Korruptionsprozess: Netanjahu sagt erstmals vor Gericht aus
Zum ersten Mal in der Geschichte Israels sagte am Dienstag vor dem Tel Aviver Landesgericht ein wegen Korruption angeklagter und amtierender Premier als Zeuge aus. Benjamin Netanjahu in eigener Sache. Vor dem Gerichtsgebäude lieferten sich Gegner und Sympathisanten des Premiers Protestgefechte. In schweigendem Protest stellten sich auch Angehörige der immer noch im Gazastreifen gefangen gehaltenen israelischen Geiseln vor den Eingang.
Das ist kein Prozess wie jeder andere. Es ist eine Machtprobe - zwischen Regierung und Gericht.

# Arbeitsauftrag
Schreiben Sie den obigen Text über Netanjahus erste Aussage vor Gericht vollständig und ohne jede Änderung ab.

# Datensatzauszüge

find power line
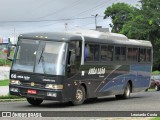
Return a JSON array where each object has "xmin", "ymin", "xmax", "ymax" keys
[
  {"xmin": 39, "ymin": 0, "xmax": 81, "ymax": 18},
  {"xmin": 0, "ymin": 16, "xmax": 104, "ymax": 23}
]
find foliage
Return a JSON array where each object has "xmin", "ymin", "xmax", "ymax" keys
[
  {"xmin": 0, "ymin": 95, "xmax": 22, "ymax": 99},
  {"xmin": 152, "ymin": 70, "xmax": 160, "ymax": 75},
  {"xmin": 0, "ymin": 80, "xmax": 9, "ymax": 86},
  {"xmin": 0, "ymin": 59, "xmax": 11, "ymax": 66},
  {"xmin": 105, "ymin": 0, "xmax": 160, "ymax": 68},
  {"xmin": 151, "ymin": 117, "xmax": 160, "ymax": 120},
  {"xmin": 104, "ymin": 3, "xmax": 136, "ymax": 33}
]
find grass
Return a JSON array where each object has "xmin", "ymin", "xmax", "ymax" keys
[
  {"xmin": 0, "ymin": 80, "xmax": 9, "ymax": 86},
  {"xmin": 152, "ymin": 70, "xmax": 160, "ymax": 75}
]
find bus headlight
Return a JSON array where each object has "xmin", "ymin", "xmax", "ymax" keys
[
  {"xmin": 10, "ymin": 80, "xmax": 21, "ymax": 85},
  {"xmin": 45, "ymin": 84, "xmax": 63, "ymax": 90}
]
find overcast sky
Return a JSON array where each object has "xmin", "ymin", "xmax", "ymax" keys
[{"xmin": 0, "ymin": 0, "xmax": 139, "ymax": 41}]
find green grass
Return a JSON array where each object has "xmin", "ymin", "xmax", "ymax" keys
[
  {"xmin": 0, "ymin": 80, "xmax": 9, "ymax": 86},
  {"xmin": 152, "ymin": 70, "xmax": 160, "ymax": 75}
]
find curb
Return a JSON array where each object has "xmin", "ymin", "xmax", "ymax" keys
[{"xmin": 0, "ymin": 99, "xmax": 26, "ymax": 102}]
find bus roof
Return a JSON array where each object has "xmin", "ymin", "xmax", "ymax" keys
[{"xmin": 19, "ymin": 30, "xmax": 152, "ymax": 47}]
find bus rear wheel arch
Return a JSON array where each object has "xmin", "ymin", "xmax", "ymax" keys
[
  {"xmin": 116, "ymin": 81, "xmax": 132, "ymax": 99},
  {"xmin": 72, "ymin": 85, "xmax": 86, "ymax": 105},
  {"xmin": 27, "ymin": 98, "xmax": 43, "ymax": 106}
]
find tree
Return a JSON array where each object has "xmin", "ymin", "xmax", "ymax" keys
[
  {"xmin": 105, "ymin": 0, "xmax": 160, "ymax": 69},
  {"xmin": 104, "ymin": 3, "xmax": 136, "ymax": 33}
]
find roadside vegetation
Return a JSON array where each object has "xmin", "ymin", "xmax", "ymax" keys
[
  {"xmin": 152, "ymin": 70, "xmax": 160, "ymax": 75},
  {"xmin": 151, "ymin": 117, "xmax": 160, "ymax": 120}
]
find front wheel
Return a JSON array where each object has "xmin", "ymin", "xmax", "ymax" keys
[
  {"xmin": 72, "ymin": 85, "xmax": 86, "ymax": 105},
  {"xmin": 27, "ymin": 98, "xmax": 43, "ymax": 106}
]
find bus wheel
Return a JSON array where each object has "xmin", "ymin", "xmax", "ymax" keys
[
  {"xmin": 116, "ymin": 83, "xmax": 131, "ymax": 99},
  {"xmin": 72, "ymin": 85, "xmax": 86, "ymax": 105},
  {"xmin": 122, "ymin": 83, "xmax": 131, "ymax": 99},
  {"xmin": 27, "ymin": 98, "xmax": 43, "ymax": 106}
]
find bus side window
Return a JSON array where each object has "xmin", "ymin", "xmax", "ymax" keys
[
  {"xmin": 84, "ymin": 44, "xmax": 99, "ymax": 61},
  {"xmin": 146, "ymin": 49, "xmax": 151, "ymax": 62},
  {"xmin": 140, "ymin": 48, "xmax": 146, "ymax": 62}
]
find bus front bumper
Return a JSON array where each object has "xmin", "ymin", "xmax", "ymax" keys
[{"xmin": 9, "ymin": 85, "xmax": 68, "ymax": 102}]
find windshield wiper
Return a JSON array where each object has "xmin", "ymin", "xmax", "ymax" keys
[{"xmin": 38, "ymin": 48, "xmax": 44, "ymax": 64}]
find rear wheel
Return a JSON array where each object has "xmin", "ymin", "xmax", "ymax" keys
[
  {"xmin": 154, "ymin": 85, "xmax": 159, "ymax": 91},
  {"xmin": 27, "ymin": 98, "xmax": 43, "ymax": 106},
  {"xmin": 116, "ymin": 83, "xmax": 131, "ymax": 99},
  {"xmin": 72, "ymin": 85, "xmax": 86, "ymax": 105}
]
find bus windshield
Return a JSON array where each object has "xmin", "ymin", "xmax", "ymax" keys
[{"xmin": 12, "ymin": 39, "xmax": 68, "ymax": 75}]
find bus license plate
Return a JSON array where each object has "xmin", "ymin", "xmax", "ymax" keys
[{"xmin": 27, "ymin": 90, "xmax": 37, "ymax": 94}]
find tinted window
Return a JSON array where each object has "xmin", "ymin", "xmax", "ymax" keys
[
  {"xmin": 101, "ymin": 45, "xmax": 113, "ymax": 61},
  {"xmin": 115, "ymin": 47, "xmax": 126, "ymax": 61},
  {"xmin": 84, "ymin": 44, "xmax": 99, "ymax": 61},
  {"xmin": 127, "ymin": 48, "xmax": 138, "ymax": 61}
]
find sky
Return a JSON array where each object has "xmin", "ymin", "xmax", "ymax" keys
[{"xmin": 0, "ymin": 0, "xmax": 139, "ymax": 40}]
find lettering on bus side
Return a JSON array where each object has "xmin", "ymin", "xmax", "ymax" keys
[{"xmin": 88, "ymin": 67, "xmax": 106, "ymax": 75}]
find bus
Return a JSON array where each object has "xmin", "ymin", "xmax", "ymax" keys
[{"xmin": 9, "ymin": 31, "xmax": 153, "ymax": 105}]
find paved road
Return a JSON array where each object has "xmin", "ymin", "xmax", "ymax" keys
[
  {"xmin": 0, "ymin": 92, "xmax": 160, "ymax": 111},
  {"xmin": 0, "ymin": 91, "xmax": 160, "ymax": 120}
]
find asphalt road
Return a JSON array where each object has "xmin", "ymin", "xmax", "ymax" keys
[{"xmin": 0, "ymin": 91, "xmax": 160, "ymax": 117}]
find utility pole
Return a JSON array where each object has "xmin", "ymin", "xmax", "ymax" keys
[
  {"xmin": 91, "ymin": 14, "xmax": 98, "ymax": 30},
  {"xmin": 64, "ymin": 23, "xmax": 68, "ymax": 31}
]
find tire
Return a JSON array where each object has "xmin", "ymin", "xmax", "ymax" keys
[
  {"xmin": 116, "ymin": 83, "xmax": 131, "ymax": 99},
  {"xmin": 27, "ymin": 98, "xmax": 43, "ymax": 106},
  {"xmin": 72, "ymin": 85, "xmax": 86, "ymax": 105},
  {"xmin": 154, "ymin": 85, "xmax": 159, "ymax": 91}
]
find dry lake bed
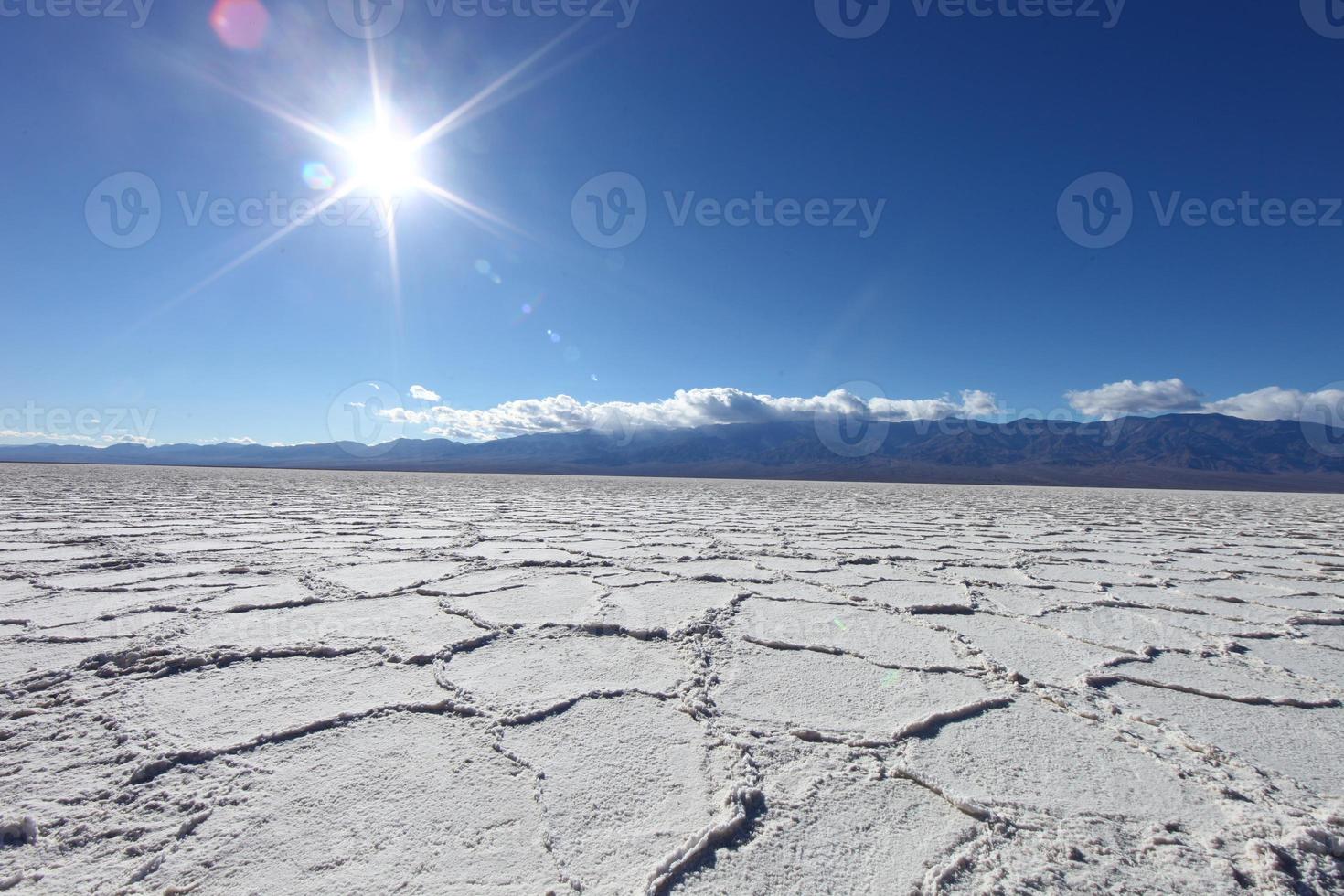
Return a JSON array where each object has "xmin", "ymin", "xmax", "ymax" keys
[{"xmin": 0, "ymin": 464, "xmax": 1344, "ymax": 895}]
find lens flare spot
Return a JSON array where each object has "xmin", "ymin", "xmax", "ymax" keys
[
  {"xmin": 304, "ymin": 161, "xmax": 336, "ymax": 189},
  {"xmin": 209, "ymin": 0, "xmax": 270, "ymax": 49}
]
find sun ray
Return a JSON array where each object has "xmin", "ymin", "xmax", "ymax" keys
[
  {"xmin": 165, "ymin": 180, "xmax": 358, "ymax": 307},
  {"xmin": 383, "ymin": 198, "xmax": 402, "ymax": 310},
  {"xmin": 191, "ymin": 69, "xmax": 349, "ymax": 149},
  {"xmin": 415, "ymin": 177, "xmax": 532, "ymax": 240},
  {"xmin": 414, "ymin": 19, "xmax": 587, "ymax": 149}
]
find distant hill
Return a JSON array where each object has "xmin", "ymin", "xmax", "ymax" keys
[{"xmin": 0, "ymin": 414, "xmax": 1344, "ymax": 493}]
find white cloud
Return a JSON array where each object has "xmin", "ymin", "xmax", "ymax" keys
[
  {"xmin": 1064, "ymin": 379, "xmax": 1344, "ymax": 421},
  {"xmin": 1064, "ymin": 379, "xmax": 1203, "ymax": 419},
  {"xmin": 1206, "ymin": 386, "xmax": 1344, "ymax": 426},
  {"xmin": 380, "ymin": 389, "xmax": 998, "ymax": 442}
]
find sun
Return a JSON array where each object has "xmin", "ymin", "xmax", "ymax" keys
[{"xmin": 349, "ymin": 129, "xmax": 420, "ymax": 197}]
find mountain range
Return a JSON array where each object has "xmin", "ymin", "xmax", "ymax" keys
[{"xmin": 0, "ymin": 414, "xmax": 1344, "ymax": 493}]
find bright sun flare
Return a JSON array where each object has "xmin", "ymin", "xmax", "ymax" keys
[{"xmin": 351, "ymin": 131, "xmax": 420, "ymax": 197}]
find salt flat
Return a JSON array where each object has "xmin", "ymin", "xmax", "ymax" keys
[{"xmin": 0, "ymin": 466, "xmax": 1344, "ymax": 895}]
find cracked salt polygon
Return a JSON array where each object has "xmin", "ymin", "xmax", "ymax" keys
[
  {"xmin": 711, "ymin": 644, "xmax": 995, "ymax": 743},
  {"xmin": 755, "ymin": 555, "xmax": 836, "ymax": 572},
  {"xmin": 601, "ymin": 581, "xmax": 741, "ymax": 634},
  {"xmin": 43, "ymin": 563, "xmax": 229, "ymax": 591},
  {"xmin": 0, "ymin": 579, "xmax": 45, "ymax": 606},
  {"xmin": 907, "ymin": 698, "xmax": 1223, "ymax": 827},
  {"xmin": 926, "ymin": 613, "xmax": 1136, "ymax": 688},
  {"xmin": 846, "ymin": 581, "xmax": 972, "ymax": 613},
  {"xmin": 673, "ymin": 775, "xmax": 980, "ymax": 896},
  {"xmin": 446, "ymin": 572, "xmax": 605, "ymax": 626},
  {"xmin": 1109, "ymin": 653, "xmax": 1340, "ymax": 705},
  {"xmin": 455, "ymin": 541, "xmax": 583, "ymax": 564},
  {"xmin": 1027, "ymin": 564, "xmax": 1157, "ymax": 590},
  {"xmin": 317, "ymin": 560, "xmax": 463, "ymax": 598},
  {"xmin": 0, "ymin": 591, "xmax": 187, "ymax": 634},
  {"xmin": 109, "ymin": 656, "xmax": 448, "ymax": 750},
  {"xmin": 1038, "ymin": 606, "xmax": 1242, "ymax": 653},
  {"xmin": 504, "ymin": 696, "xmax": 734, "ymax": 893},
  {"xmin": 749, "ymin": 579, "xmax": 852, "ymax": 604},
  {"xmin": 1241, "ymin": 638, "xmax": 1344, "ymax": 688},
  {"xmin": 653, "ymin": 559, "xmax": 777, "ymax": 581},
  {"xmin": 438, "ymin": 635, "xmax": 691, "ymax": 715},
  {"xmin": 0, "ymin": 638, "xmax": 106, "ymax": 682},
  {"xmin": 1106, "ymin": 682, "xmax": 1344, "ymax": 798},
  {"xmin": 177, "ymin": 593, "xmax": 484, "ymax": 659},
  {"xmin": 732, "ymin": 598, "xmax": 972, "ymax": 669},
  {"xmin": 144, "ymin": 713, "xmax": 566, "ymax": 895}
]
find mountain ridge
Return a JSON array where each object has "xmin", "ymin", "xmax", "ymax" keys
[{"xmin": 0, "ymin": 414, "xmax": 1344, "ymax": 493}]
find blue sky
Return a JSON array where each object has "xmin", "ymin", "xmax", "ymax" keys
[{"xmin": 0, "ymin": 0, "xmax": 1344, "ymax": 442}]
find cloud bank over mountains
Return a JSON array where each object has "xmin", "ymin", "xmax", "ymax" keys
[
  {"xmin": 1064, "ymin": 379, "xmax": 1344, "ymax": 426},
  {"xmin": 0, "ymin": 378, "xmax": 1344, "ymax": 447},
  {"xmin": 381, "ymin": 389, "xmax": 1001, "ymax": 442},
  {"xmin": 380, "ymin": 379, "xmax": 1344, "ymax": 442}
]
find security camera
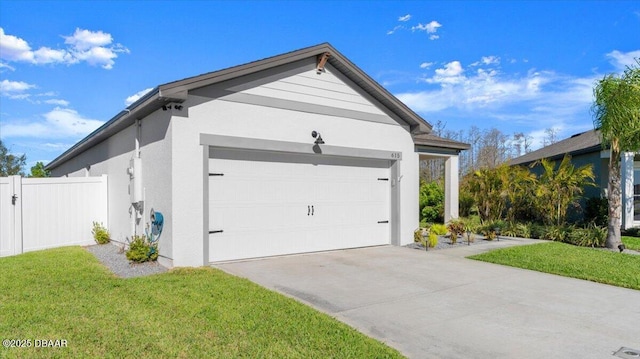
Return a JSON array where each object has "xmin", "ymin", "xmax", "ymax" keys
[{"xmin": 311, "ymin": 131, "xmax": 324, "ymax": 145}]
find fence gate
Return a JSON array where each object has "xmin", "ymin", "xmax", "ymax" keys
[{"xmin": 0, "ymin": 175, "xmax": 109, "ymax": 257}]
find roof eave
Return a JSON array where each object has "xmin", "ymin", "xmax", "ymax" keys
[{"xmin": 45, "ymin": 87, "xmax": 168, "ymax": 170}]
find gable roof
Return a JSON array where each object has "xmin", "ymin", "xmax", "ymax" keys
[
  {"xmin": 46, "ymin": 43, "xmax": 459, "ymax": 169},
  {"xmin": 509, "ymin": 130, "xmax": 602, "ymax": 165}
]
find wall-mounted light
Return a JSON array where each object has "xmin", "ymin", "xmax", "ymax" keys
[{"xmin": 311, "ymin": 131, "xmax": 324, "ymax": 145}]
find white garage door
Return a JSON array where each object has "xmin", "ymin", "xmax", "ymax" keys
[{"xmin": 209, "ymin": 149, "xmax": 390, "ymax": 262}]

# Lösung
Korruptionsprozess: Netanjahu sagt erstmals vor Gericht aus
Zum ersten Mal in der Geschichte Israels sagte am Dienstag vor dem Tel Aviver Landesgericht ein wegen Korruption angeklagter und amtierender Premier als Zeuge aus. Benjamin Netanjahu in eigener Sache. Vor dem Gerichtsgebäude lieferten sich Gegner und Sympathisanten des Premiers Protestgefechte. In schweigendem Protest stellten sich auch Angehörige der immer noch im Gazastreifen gefangen gehaltenen israelischen Geiseln vor den Eingang.
Das ist kein Prozess wie jeder andere. Es ist eine Machtprobe - zwischen Regierung und Gericht.